▶ **Text**:
## START
Proof 1

We will show that given a Set D, the Symmetric Difference Operator $\oplus$ over the set $P_{D} = {A : A \subseteq D}$ forms a group. So, we will show that: $< P_{D}, + >$ is a Group.

Definition: $A \oplus B = (A - B) \cup (B - A)$

Proof: We need to show that the Symmetric Difference Operator over $P_{D}$ : a) is Associative b) has an Identity Element c) has an Inverse Element

a) Associativity - In order to prove Associativity, we will show that $(A \oplus B) \oplus C = A \oplus (B \oplus C)$ Let us first show the LHS of the equation: $A \oplus B = (A - B) \cup (B - A)$ So, $(A \oplus B) \oplus C = ((A - B) \cup (B - A)) \oplus C$ Which is $(A \oplus B) \oplus C = (A - B - C) \cup (C - (A - B)$ Now, looking at the RHS of the equation: $B \oplus C = (B - C) \cup (C - B)$ So, $A \oplus (B \oplus C) = A \oplus ((B - C) \cup (C - B))$ Which is $A \oplus (B \oplus C) = (A - (B - C) \cup (C - B)) \cup ((B - C) \cup (C - B) - A)$ Now, this can be written, using $A \cup B = A + B - A \cap B$ : $A \oplus (B \oplus C) = (A - (B - C + C - B - (B - C) \cap (C - B))) \cup ((B - C + C - B - (B - C) \cap (C - B)) - A) = (A + (B - C) \cap (C - B)) \cup (- A - (B - C) \cap (C - B)) = (A - B - C) \cup (C - B + A) = (A \oplus B) \oplus C$ Therefore, the Symmetric Difference Operator is Associative.
## END
▶ **Entries from a point annotation set**:
## START
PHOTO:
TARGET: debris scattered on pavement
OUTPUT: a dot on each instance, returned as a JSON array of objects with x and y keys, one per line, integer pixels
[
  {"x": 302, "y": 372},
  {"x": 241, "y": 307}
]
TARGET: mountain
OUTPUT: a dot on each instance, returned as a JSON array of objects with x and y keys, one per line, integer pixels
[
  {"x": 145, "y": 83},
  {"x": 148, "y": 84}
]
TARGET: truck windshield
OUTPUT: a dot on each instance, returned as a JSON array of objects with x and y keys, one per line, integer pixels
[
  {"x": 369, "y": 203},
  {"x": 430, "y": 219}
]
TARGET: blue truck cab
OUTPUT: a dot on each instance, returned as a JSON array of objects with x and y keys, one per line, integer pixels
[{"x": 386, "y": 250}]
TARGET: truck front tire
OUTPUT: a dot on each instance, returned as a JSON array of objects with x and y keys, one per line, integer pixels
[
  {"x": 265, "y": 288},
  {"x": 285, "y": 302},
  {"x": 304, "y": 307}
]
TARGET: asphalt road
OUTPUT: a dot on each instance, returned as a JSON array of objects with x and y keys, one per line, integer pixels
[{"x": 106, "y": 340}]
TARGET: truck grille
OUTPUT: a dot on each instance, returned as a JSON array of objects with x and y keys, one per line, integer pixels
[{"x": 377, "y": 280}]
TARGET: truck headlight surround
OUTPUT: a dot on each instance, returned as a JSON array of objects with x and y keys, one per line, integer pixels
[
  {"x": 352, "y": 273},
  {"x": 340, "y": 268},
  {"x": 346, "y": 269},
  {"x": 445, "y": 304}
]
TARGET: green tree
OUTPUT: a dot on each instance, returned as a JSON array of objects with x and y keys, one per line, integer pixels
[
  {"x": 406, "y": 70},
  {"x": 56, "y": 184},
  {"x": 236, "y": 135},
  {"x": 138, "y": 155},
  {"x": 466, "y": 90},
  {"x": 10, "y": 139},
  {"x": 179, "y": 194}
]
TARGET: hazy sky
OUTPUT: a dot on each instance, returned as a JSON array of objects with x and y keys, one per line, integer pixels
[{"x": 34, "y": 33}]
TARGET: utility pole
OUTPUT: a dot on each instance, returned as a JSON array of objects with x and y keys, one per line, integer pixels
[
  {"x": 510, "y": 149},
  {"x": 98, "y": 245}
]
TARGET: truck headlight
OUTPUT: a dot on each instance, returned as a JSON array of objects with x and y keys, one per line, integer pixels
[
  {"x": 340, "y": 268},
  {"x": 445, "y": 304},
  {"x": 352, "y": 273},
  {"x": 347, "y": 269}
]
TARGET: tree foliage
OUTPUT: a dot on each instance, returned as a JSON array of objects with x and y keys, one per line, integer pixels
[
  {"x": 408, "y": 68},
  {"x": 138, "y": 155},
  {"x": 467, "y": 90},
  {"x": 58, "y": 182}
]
## END
▶ **Given request A**: In the proof that precedes the listing, which properties must the Symmetric Difference Operator over $P_{D}$ be shown to have?
▶ **Given request B**: Carry the symmetric difference proof forward from its final sentence.

▶ **Exercise output A**: Associativity, an Identity Element, and an Inverse Element.

▶ **Exercise output B**:
2) Existence of Identity Element: For the identity element, we need the condition that: $A \oplus E = A$ So, by definition, $ϕ \subset P_{D}, \forall D$ Now, $A \oplus E = (A - E) \cup (A + E) = A$ We see that, if $E = ϕ$ , then, $A - E = A - ϕ = A$ Similarly, $E - A = ϕ - A = ϕ$ So, $A \oplus ϕ = (A - ϕ) \cup (ϕ - A) = A \cup ϕ = A$ Therefore, the Identity Element is $E = ϕ$

3) Inverse Element: For the Inverse Element $\forall A \in P_{D}, ∋, A \subset D$ , we need to show that $\exists A^{^{'}} \in P_{D}, ∋, A \oplus A^{^{'}} = E$ Now, $(A - A^{^{'}}) \cup (A^{^{'}} - A) = ϕ$ So, we need, $(A - A^{^{'}}) = ϕ$ and $(A^{^{'}} - A) = ϕ$ Therefore, this implies that $A^{^{'}} = A$ Therefore, the Inverse Element for an element A is the element itself.

Now, as $A \oplus B, \forall A, B \in P_{D}$ for some D is associative, has an identity element and an inverse element: $< P_{D}, \oplus >$ is a Group.

QED.